Task to complete:
Using the entries that follow, write out the line containing "Target: pizza crust", the line containing "[locate] the gloved", and every line between them, exactly and nothing else.
[[ Source data, beginning ]]
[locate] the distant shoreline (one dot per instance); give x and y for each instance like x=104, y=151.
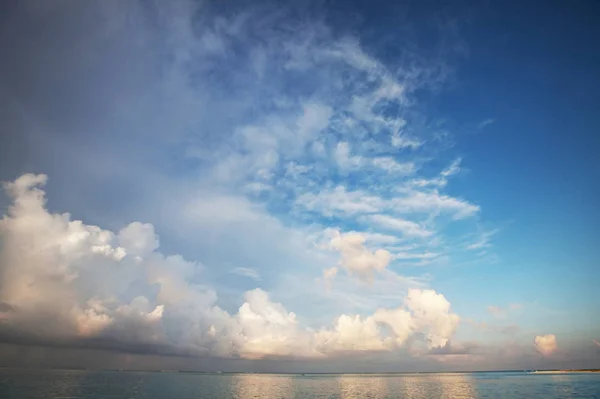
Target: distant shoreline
x=530, y=371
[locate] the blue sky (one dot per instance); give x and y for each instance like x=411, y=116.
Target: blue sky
x=411, y=171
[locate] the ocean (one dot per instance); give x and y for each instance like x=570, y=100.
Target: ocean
x=63, y=384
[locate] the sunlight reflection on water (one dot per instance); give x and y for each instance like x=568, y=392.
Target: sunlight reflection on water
x=36, y=384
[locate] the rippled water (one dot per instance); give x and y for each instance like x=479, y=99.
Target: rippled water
x=56, y=384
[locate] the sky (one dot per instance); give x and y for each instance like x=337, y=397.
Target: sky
x=301, y=186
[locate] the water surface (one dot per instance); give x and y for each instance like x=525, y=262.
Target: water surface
x=54, y=384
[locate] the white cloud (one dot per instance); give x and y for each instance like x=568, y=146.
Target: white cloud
x=356, y=258
x=433, y=202
x=338, y=200
x=545, y=344
x=344, y=158
x=406, y=227
x=391, y=166
x=486, y=122
x=483, y=241
x=400, y=141
x=53, y=276
x=246, y=272
x=453, y=169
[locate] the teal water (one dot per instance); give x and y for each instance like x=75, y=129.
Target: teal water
x=55, y=384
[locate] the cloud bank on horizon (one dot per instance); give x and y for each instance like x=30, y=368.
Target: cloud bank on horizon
x=308, y=200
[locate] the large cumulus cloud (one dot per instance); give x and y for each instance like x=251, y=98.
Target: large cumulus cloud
x=65, y=282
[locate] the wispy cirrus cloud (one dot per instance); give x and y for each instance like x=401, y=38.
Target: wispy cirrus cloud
x=246, y=272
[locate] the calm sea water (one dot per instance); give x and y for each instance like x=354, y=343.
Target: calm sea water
x=35, y=384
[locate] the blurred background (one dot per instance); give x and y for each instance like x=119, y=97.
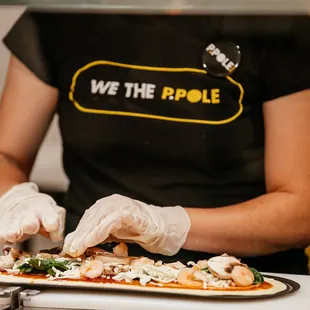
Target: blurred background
x=47, y=172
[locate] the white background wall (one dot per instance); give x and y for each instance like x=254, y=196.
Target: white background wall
x=47, y=172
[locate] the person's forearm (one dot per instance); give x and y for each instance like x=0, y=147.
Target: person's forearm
x=265, y=225
x=10, y=173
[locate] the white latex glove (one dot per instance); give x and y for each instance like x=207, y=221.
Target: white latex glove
x=160, y=230
x=25, y=212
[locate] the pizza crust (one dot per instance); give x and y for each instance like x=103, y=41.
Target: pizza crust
x=276, y=287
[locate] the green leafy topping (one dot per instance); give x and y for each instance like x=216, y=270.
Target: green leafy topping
x=44, y=266
x=258, y=277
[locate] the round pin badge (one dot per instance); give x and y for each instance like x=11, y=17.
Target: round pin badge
x=221, y=59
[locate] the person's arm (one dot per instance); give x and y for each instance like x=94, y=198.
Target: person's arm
x=280, y=219
x=26, y=110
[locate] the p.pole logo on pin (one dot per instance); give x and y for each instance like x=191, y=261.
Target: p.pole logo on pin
x=222, y=58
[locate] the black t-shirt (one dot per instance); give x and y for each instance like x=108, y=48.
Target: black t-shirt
x=140, y=116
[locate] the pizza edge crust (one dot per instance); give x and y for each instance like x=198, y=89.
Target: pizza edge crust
x=277, y=287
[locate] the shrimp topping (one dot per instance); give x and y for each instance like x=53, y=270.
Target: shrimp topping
x=92, y=269
x=142, y=261
x=186, y=277
x=242, y=276
x=121, y=250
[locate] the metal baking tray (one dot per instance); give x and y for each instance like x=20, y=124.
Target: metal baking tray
x=170, y=6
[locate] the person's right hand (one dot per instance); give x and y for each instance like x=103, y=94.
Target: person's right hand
x=25, y=212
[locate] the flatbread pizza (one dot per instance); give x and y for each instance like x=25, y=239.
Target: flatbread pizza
x=97, y=268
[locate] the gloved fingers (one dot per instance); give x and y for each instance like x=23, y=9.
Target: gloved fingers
x=135, y=223
x=13, y=232
x=77, y=242
x=57, y=236
x=49, y=216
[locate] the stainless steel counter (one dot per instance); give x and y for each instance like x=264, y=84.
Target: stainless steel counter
x=169, y=6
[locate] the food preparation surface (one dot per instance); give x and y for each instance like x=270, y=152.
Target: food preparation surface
x=82, y=299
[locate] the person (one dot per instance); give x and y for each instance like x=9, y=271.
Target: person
x=181, y=136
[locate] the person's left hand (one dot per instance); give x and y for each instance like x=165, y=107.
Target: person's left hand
x=161, y=230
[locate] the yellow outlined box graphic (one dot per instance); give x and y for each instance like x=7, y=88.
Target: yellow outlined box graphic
x=151, y=116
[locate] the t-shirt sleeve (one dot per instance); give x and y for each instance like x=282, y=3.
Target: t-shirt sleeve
x=29, y=40
x=285, y=67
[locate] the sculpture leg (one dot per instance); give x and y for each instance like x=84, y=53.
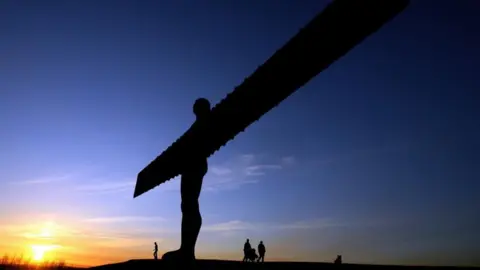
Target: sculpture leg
x=190, y=188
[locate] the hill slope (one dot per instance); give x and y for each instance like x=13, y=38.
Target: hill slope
x=233, y=265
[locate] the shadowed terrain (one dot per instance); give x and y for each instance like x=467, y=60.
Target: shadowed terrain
x=225, y=265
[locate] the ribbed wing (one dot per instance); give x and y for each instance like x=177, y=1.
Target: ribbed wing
x=331, y=34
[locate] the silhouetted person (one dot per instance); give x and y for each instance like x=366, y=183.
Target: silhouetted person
x=155, y=251
x=261, y=251
x=338, y=260
x=252, y=255
x=246, y=249
x=194, y=168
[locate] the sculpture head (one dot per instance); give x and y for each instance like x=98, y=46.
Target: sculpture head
x=201, y=107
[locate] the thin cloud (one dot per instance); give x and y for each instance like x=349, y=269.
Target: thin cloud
x=237, y=225
x=257, y=170
x=239, y=171
x=107, y=187
x=44, y=180
x=123, y=219
x=220, y=171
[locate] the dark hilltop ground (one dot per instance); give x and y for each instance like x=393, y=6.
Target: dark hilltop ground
x=233, y=265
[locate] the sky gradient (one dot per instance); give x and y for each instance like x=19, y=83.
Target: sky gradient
x=377, y=158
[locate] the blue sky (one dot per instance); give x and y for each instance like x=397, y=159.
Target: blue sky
x=375, y=159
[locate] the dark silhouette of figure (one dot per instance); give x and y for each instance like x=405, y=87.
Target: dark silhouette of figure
x=261, y=251
x=246, y=249
x=252, y=255
x=155, y=251
x=338, y=260
x=195, y=167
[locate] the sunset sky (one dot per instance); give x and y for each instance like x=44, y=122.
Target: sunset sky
x=376, y=159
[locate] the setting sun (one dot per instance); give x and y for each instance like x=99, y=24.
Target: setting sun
x=39, y=251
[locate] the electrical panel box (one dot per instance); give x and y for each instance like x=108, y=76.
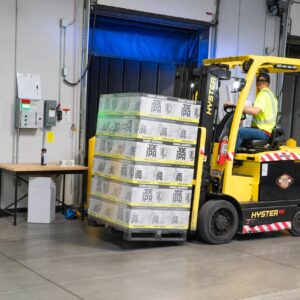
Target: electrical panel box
x=29, y=113
x=50, y=113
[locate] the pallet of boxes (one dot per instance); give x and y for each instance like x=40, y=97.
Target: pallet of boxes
x=144, y=164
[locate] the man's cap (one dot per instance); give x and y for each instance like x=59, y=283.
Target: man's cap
x=265, y=77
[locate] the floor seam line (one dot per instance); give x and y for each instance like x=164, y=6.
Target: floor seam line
x=264, y=258
x=266, y=294
x=40, y=275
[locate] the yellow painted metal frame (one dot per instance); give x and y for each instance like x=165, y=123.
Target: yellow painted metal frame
x=198, y=180
x=259, y=62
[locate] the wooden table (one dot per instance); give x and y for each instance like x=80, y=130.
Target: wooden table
x=20, y=170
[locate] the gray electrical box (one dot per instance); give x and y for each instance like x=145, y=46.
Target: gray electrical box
x=29, y=113
x=50, y=113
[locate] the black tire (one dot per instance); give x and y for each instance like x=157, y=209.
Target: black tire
x=217, y=222
x=295, y=230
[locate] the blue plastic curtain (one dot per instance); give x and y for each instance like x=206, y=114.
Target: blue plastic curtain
x=144, y=42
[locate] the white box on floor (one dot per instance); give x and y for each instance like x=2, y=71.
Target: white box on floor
x=41, y=200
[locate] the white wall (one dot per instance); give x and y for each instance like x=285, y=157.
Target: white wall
x=201, y=10
x=37, y=42
x=245, y=27
x=295, y=19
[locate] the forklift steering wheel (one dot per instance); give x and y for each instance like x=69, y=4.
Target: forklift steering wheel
x=230, y=109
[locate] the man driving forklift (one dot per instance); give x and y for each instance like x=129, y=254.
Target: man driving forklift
x=264, y=112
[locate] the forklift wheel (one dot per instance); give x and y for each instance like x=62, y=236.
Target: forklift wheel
x=217, y=222
x=295, y=230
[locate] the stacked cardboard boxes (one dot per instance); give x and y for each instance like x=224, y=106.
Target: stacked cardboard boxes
x=143, y=162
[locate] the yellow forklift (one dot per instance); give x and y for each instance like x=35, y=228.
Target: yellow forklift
x=256, y=189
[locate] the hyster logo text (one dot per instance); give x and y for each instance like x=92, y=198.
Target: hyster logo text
x=265, y=214
x=210, y=100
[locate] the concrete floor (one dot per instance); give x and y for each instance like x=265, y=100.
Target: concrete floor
x=68, y=260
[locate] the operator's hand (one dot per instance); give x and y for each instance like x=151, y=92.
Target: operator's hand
x=228, y=104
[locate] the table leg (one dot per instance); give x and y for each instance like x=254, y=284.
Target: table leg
x=84, y=192
x=63, y=198
x=16, y=200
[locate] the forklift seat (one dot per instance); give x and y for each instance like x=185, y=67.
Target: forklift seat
x=277, y=139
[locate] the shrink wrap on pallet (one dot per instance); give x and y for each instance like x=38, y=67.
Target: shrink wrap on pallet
x=143, y=162
x=145, y=128
x=150, y=105
x=138, y=217
x=141, y=195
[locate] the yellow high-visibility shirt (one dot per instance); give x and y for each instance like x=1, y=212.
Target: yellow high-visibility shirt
x=267, y=102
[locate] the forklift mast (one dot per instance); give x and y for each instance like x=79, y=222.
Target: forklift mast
x=202, y=85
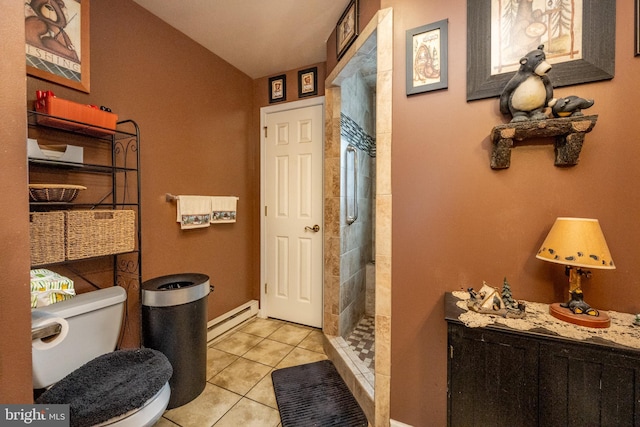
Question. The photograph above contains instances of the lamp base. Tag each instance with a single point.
(566, 315)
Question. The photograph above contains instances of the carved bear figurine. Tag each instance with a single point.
(569, 106)
(529, 91)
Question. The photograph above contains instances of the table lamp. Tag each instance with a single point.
(577, 243)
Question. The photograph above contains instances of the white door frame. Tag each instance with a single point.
(264, 111)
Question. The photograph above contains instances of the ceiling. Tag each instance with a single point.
(259, 37)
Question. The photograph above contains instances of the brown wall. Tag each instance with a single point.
(194, 111)
(15, 344)
(456, 222)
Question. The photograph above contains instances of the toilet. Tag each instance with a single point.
(76, 363)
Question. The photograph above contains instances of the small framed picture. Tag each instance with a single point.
(278, 88)
(347, 28)
(57, 42)
(308, 82)
(427, 54)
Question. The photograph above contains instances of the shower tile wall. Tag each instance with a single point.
(357, 125)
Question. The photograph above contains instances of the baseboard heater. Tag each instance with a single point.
(231, 319)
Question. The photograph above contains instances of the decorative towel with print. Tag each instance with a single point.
(223, 209)
(49, 287)
(193, 211)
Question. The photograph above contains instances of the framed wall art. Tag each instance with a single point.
(579, 41)
(308, 82)
(427, 58)
(278, 88)
(57, 42)
(347, 28)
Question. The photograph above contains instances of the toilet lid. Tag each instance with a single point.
(110, 385)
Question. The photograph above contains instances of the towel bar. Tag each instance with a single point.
(171, 198)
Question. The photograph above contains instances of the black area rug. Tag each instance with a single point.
(314, 395)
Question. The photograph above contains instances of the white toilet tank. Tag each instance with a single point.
(91, 325)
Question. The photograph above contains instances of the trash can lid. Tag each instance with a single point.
(174, 289)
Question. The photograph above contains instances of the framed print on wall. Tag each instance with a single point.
(308, 82)
(57, 42)
(278, 88)
(347, 28)
(427, 58)
(579, 41)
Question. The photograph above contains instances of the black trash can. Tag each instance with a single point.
(174, 322)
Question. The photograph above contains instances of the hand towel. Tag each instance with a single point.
(223, 209)
(193, 211)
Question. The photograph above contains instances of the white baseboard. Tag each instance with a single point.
(231, 319)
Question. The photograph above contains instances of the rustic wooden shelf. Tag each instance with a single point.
(568, 136)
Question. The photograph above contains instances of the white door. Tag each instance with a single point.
(292, 194)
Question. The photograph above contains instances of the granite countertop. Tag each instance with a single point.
(622, 331)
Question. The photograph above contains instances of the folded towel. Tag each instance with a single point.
(223, 209)
(48, 287)
(193, 211)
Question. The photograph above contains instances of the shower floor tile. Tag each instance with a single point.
(362, 341)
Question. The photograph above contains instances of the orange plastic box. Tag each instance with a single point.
[[ Source data, end ]]
Answer to the exercise:
Target: pizza crust
x=276, y=287
[locate] the green leafy topping (one dot per instance); give x and y for each instance like x=216, y=270.
Target: green leafy topping
x=44, y=266
x=258, y=277
[locate] the round pin badge (one dot per instance); give x and y for each instance like x=11, y=17.
Target: round pin badge
x=221, y=59
[locate] the person's arm (one dot per instance); give x and y for each instance like x=94, y=198.
Target: person's arm
x=280, y=219
x=26, y=110
[locate] the p.pole logo on pin (one dot per instance); give x and y for each instance like x=191, y=261.
Target: p.pole logo on pin
x=222, y=58
[locate] the black t-shirt (one dot per instance); give x and y for each instance like x=108, y=48.
Target: black t-shirt
x=140, y=116
[locate] the pizza edge crust (one dot per instance); give x and y for each instance like x=198, y=89.
Target: pizza edge crust
x=277, y=287
[locate] the shrimp topping (one dot per instance); give x and y for each instance like x=53, y=270.
Target: shrimp topping
x=92, y=269
x=142, y=261
x=186, y=277
x=242, y=276
x=121, y=250
[locate] the metal baking tray (one dot per instance); give x and y for each instance like x=20, y=124.
Target: metal baking tray
x=170, y=6
[locate] the person's right hand (one dot per instance); give x and y for each instance like x=103, y=94.
Target: person's right hand
x=25, y=212
[locate] the flatbread pizza (one dot per instance); give x and y for each instance like x=25, y=239.
Target: flatbread pizza
x=97, y=268
[locate] the gloved fingers (one dot per instance); give x and y for each instance like x=23, y=9.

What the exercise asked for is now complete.